Nearly 1,000 people contacted the commission. Around three quarters of victims who decided to get in touch are men, according to Die Presse newspaper. The daily paper also reports that many of them abstained from asking for money but demanded apologies instead.
More than 250 victims of abuse at boarding schools and other institutions run by the Catholic Church have received financial compensation so far after the Klasnic board checked their cases. Only seven claimants have been denied any money to this point, according to reports.
The Klasnic commission stopped taking on any further cases at the beginning of this year. Victims of abuse are asked to contact the Roman Catholic Church’s provincial ombudsman institutions. However, several independent victim protection groups called on these people not to get in touch with any organisations aligned to the Church. Some of these groups also found harsh words to comment the nomination of Klasnic due to her Catholic background.
The Catholic Church in Austria has been hit badly by the wave of accusations brought forward in the past two years. Official figures presented last January revealed that, with 87,393, more people than ever since the end of World War Two (WWII) in 1945 left the Church in 2010. The number also meant a 63 per cent increase compared to 2009, the previous post-war record year.

# Objectives
• A. List every year given as a number in the text about abuse claims against the Catholic Church in Austria.
• B. Carry on the text about abuse claims against the Catholic Church in Austria, starting after its final sentence.

# Data section
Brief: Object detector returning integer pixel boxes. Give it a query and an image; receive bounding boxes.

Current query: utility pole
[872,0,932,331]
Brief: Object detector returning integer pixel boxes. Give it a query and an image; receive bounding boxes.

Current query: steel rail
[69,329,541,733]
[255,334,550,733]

...

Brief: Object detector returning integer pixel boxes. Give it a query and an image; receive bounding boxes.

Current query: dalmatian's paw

# Answer set
• A. 1945, 2010, 2009

• B.
The 2010 data means that 65.1 per cent of the more than eight million people living in Austria are Catholics, down from 89 per cent in 1961. The share of Catholics in the population of Vienna ranged around just 39 per cent last year. The capital’s diocese suffered the highest exodus rate among the country’s nine provinces. More than 25,000 cancelled their membership in 2010, 53 per cent more than in the year before. The Viennese diocese recently decided to give up a church in the district of Ottakring to hand it over to the prospering Serbian-Orthodox community. Newspapers have been speculating that the same could happen to several other churches across the city.
A recent Karmasin study revealed that only one in five Austrians go to church regularly. Forty-seven per cent told the public opinion research agency that they believe in God. In another Karmasin poll, 45 per cent explained their trust in the Austrian Catholic Church is shattered due to the many abuse cases which had been disclosed in recent months. Another 27 per cent told Karmasin they had no trust in the Church anyway.